→ **REQUIREMENT**
Pick up the commentary on Iran's stance in the nuclear talks and continue it from its last sentence.

→ **SOURCE PASSAGE**
□ □ □ □ □ □ □

Iran is raising the stakes

With the US demonstrating weakness across the Middle East, images of US destroyers in the Persian Gulf are not enough to instill panic in Tehran.

 By  Oded Granot, ISRAEL HAYOM

US President Joe Biden’s special envoy for Iran Robert Malley landed in Israel Saturday to coordinate steps ahead of the return to nuclear talks with Tehran at the end of the month but also to allay Israeli concerns regarding US intentions should the talks fail. Israeli officials are doubtful understandings can still be reached with Washington but are nevertheless convinced all those involved will emerge anxious from this visit.

Claims this conclusion is due to the personality of the man serving as US special envoy are not serious. While Malley was one of the ardent architects of the original nuclear accord, he is a Biden appointment, and the latter has already decided an agreement with Iran is preferable to any other option.

It is a little bit difficult to understand why Washington has found it difficult to decipher the secret of Tehran’s tough behavior on the nuclear issue thus far: At first, the Islamic Republic raced to enrich uranium to military-grade levels, which has resulted in Tehran acquiring 25 kilograms of uranium enriched to 60% thus far. Then, Iran dragged its feet for months before agreeing to return to Vienna. Finally, the Iranians demanded nearly impossible conditions ahead of the next round of talks.

□ □ □ □ □ □ □

→ **INFORMATION**
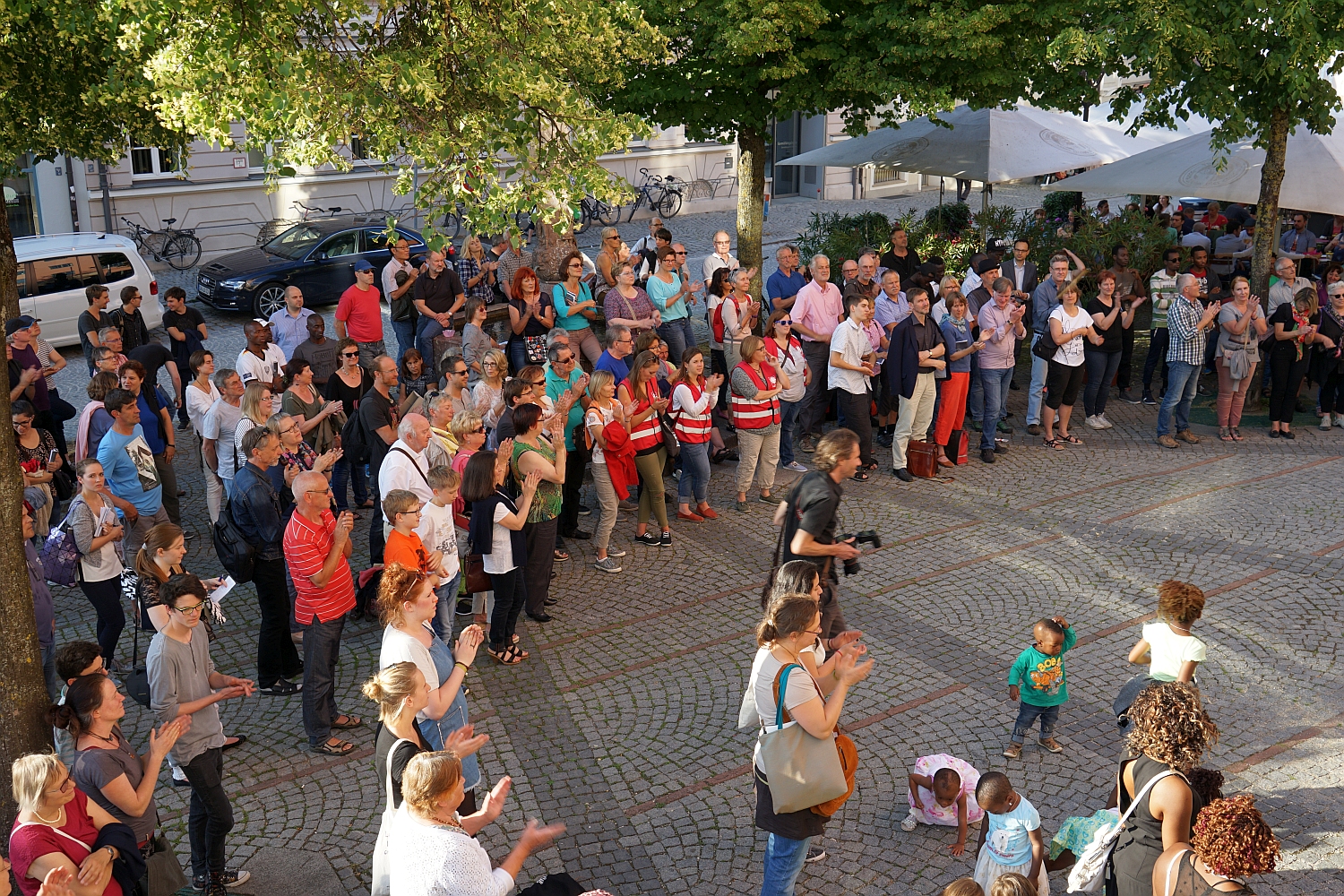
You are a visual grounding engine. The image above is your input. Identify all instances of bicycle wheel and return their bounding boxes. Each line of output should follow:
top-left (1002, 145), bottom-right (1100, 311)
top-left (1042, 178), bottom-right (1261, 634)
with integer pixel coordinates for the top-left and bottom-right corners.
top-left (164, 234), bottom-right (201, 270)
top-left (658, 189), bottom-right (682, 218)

□ □ □ □ □ □ □

→ **RESULT FOR THIS TASK**
Take, for example, the insistence from the Iranian deputy foreign minister and the man who will head the country’s delegation to Vienna Ali Bagheri Kani, that talks do not touch on the accord and its clauses but rather focus solely on the full and immediate withdrawal of sanctions on Iran. Take also, for example, Iran’s demand the US guarantee it never again withdraws from the deal, or its obstinate refusal to extend the expiration date of the original accord, something that will free Iran to do as it wishes in the nuclear realm in the not-so-distant future.

The explanation for the Iranian stubbornness ahead of the renewed talks is simple: The Iranians immediately recognized not only Biden’s strong desire to return to the deal abandoned by his predecessor former US President Donald Trump but also the many signs of weakness he has been sending on US foreign policy: the hasty retreat from Afghanistan, the inhibited response to the attack on the US military base in southern Syria, the strange restraint in the face of the attempt by pro-Iranian militias to assassinate Iraqi Prime Minister Mustafa Al-Kadhimi after Iran loyalists failed to gain power in parliamentary elections there. And the list goes on.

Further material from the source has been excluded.